À vingt-cinq ans il avait rassemblé les matériaux de son premier ouvrage, à trente ans, il l’avait publié, ce sont : Les Églises de terre sainte. En ce pays, comme ailleurs, les invasions arabes ont accompli leur œuvre néfaste, détruit les églises et édifices religieux élevés en grand nombre par le zèle des premiers chrétiens, à Jérusalem notamment.

Quand les Croisés entrèrent en vainqueurs dans la ville, ils n’en trouvèrent que les ruines. Résolument ils se mirent à l’œuvre et bientôt l’on vit renaître une fièvre de construction : « De toutes parts surgirent de nouveaux sanctuaires, élevés sur les débris de ceux qui avaient jadis existé, issus de l’art roman, mais de l’art roman quelque peu modifié par les influences locales, les exigences du climat, la nature des matériaux employés, les habitudes des ouvriers indigènes. » Les Églises de terre sainte, comme l’écrivait un éminent critique de l’époque, Champagny, « sont l’œuvre d’un archéologue et presque d’un architecte ; on y admire la patience du dessinateur, l’exactitude de l’architecte, la pénétration de savant ; par dessus tout cela, le sentiment élevé de l’écrivain et de l’artiste et, pour fond, l’âme du chrétien. »

Puis, c’est La Syrie centrale. Il a exploré avec son activité et sa conscience habituelles, le Haouran, la région de Damas et celle qui s’étend jusqu’à la ligne Antioche-Alep. Ces pays sont alors peu dévastés : « Je serais presque tenté de refuser, dit-il, le nom de ruines, à une série de villes presque intactes, ou du moins dont tous les éléments se retrouvent, renversés quelquefois, jamais dispersés, dont la vue transporte le voyageur au milieu d’une civilisation perdue, a, lui en révèle, pour ainsi dire, tous les secrets. »

Matériel fourni:
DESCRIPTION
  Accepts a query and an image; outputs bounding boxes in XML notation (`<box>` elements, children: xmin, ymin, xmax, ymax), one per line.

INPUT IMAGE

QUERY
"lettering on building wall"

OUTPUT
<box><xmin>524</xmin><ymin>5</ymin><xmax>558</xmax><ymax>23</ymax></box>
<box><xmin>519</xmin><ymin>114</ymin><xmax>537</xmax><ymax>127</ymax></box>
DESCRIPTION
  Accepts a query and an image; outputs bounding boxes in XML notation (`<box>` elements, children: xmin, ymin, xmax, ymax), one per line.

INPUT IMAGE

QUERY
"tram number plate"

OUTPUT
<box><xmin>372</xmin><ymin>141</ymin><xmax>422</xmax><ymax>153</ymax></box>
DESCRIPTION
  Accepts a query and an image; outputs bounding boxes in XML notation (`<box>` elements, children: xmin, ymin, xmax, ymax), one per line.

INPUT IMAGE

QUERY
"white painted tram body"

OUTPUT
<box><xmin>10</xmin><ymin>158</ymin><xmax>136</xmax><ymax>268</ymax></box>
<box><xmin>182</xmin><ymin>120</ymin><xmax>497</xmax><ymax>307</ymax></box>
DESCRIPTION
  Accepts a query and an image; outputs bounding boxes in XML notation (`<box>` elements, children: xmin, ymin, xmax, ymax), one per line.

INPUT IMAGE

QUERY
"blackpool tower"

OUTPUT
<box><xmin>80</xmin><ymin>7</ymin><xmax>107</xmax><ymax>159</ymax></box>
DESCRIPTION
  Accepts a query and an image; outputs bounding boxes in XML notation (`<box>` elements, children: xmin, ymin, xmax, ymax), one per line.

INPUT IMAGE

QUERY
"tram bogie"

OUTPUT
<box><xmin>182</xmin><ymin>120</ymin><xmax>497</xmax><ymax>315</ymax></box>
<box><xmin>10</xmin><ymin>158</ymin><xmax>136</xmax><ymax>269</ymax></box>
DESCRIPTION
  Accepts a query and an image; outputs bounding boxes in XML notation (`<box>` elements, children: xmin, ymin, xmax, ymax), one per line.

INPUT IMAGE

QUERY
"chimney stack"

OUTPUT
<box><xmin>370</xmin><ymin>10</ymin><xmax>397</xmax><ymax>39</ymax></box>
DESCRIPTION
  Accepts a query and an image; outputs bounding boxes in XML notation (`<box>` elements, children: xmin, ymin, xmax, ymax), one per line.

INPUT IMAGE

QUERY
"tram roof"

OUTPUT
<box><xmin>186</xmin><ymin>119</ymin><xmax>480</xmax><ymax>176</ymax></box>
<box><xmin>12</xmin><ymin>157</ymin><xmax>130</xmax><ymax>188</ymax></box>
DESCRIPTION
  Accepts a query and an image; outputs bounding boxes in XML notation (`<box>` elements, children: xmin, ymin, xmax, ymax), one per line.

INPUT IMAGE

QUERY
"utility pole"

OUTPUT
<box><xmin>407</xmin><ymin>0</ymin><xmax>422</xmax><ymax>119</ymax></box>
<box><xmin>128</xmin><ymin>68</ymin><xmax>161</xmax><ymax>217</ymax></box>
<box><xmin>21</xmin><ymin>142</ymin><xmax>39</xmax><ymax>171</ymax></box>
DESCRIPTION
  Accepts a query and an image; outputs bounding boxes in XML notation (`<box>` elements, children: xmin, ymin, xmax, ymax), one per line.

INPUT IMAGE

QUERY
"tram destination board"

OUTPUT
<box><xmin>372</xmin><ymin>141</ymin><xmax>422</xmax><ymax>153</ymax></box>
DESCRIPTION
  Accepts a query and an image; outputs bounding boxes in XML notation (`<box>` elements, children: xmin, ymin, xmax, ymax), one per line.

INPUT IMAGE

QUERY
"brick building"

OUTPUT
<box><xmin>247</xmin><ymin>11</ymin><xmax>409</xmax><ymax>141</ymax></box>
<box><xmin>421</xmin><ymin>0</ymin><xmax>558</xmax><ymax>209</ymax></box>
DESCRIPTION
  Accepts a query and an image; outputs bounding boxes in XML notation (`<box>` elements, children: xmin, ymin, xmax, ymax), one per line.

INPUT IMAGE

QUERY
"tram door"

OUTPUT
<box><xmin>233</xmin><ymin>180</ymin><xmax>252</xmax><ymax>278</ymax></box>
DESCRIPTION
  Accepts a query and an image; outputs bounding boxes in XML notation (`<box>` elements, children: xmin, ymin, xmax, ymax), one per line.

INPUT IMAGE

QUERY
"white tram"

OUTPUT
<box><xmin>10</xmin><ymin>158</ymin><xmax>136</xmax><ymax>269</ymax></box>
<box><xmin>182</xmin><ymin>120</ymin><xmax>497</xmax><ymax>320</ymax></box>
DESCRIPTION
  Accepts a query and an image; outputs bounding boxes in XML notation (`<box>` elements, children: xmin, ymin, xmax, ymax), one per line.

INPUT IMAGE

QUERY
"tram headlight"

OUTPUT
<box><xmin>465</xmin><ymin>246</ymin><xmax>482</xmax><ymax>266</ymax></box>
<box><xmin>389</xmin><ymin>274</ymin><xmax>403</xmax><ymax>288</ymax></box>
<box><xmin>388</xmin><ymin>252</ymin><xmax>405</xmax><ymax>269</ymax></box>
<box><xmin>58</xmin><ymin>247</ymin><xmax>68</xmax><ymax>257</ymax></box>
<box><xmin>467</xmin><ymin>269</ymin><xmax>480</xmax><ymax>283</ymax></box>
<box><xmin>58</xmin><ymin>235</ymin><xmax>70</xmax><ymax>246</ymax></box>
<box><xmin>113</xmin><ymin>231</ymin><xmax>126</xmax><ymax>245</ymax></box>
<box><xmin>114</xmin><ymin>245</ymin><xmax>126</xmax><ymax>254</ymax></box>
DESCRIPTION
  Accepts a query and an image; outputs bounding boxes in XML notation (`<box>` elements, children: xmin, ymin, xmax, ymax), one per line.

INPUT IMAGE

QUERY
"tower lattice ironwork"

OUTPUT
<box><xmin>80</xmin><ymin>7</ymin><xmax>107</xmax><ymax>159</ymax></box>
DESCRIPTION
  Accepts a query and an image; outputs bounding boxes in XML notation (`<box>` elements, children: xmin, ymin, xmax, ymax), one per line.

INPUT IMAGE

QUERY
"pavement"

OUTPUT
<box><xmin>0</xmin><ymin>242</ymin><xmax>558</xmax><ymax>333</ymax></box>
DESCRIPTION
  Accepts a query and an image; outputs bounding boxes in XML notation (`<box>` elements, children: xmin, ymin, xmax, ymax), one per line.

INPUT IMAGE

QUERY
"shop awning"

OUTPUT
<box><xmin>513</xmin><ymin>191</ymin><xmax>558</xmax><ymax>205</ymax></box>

Travail à effectuer:
A - D'après le texte à lire, à quel âge le premier ouvrage mentionné a-t-il été publié ?
B - Indiquez si chacune des affirmations suivantes concorde avec le texte à lire, en répondant par oui ou par non et en citant les mots décisifs de celui-ci : (i) À leur entrée dans Jérusalem, les Croisés trouvèrent des églises intactes. (ii) Les nouveaux sanctuaires relevaient d'un art roman modifié par les influences locales. (iii) La région explorée pour La Syrie centrale s'étend jusqu'à la ligne Antioche-Alep.

Les réponses:
A - À trente ans.

B -
(i) Non : « ils n’en trouvèrent que les ruines ».
(ii) Oui : « issus de l’art roman, mais de l’art roman quelque peu modifié par les influences locales ».
(iii) Oui : « celle qui s’étend jusqu’à la ligne Antioche-Alep ».